● **Document excerpt**:
>>>>

First she has a self confidence about her and she understands her value. Not in a snobby way but in a self assured way. Because she understands her value she expects to be courted by a man. A man who displays sexual interest will be encouraged by her flirtation with you but vulgarity and overt sexual aggression will be a turn off. She will expect you to make investment in her before she will give you her body. She knows that the initial physical conquest ends once she gives you her body and she will expect you to have willingness to invest in her before she allows you that conquest. This is why she is extremely unlikely to sleep with you early on. She weeds out the pump & dump guys this way.

She will expect you to have the leadership role. She will expect you to pursue her, to ask her out, to make plans, to invite her along. She will not blow up your phone or email. If she likes you she will wait for you to initiate, she will respond positively and she will enjoy your company. If you expect a woman to be initiating texts and calls you will miss the boat. She will respond well to your pursuit but she will not take the lead. This can look like low interest. It isn't. It is submission to your role as leader. Don't miss this signal and dismiss her.

<<<<

● **Dataset section**:

>>>>

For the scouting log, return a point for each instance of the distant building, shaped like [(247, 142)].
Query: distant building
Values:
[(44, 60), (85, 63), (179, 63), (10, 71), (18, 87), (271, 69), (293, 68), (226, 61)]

<<<<

Resume the dating advice about the self-assured woman, writing on from its final sentence.

● **Task result**:
She will be kind but direct if she is not interested. She has many options so she prefers to keep only those she is truly considering as real options in her dating rotation. Orbiters are a waste of her time and she values her time.
^I have never honestly encountered such a woman... I am trying to consider all the women I have encountered in my existence on earth, not a single one fits such criteria.

Again, where is this mythical woman?

I ask the men of SoSuave, and I may ask this elsewhere... Have you met such a woman?

Anybody? Anybody?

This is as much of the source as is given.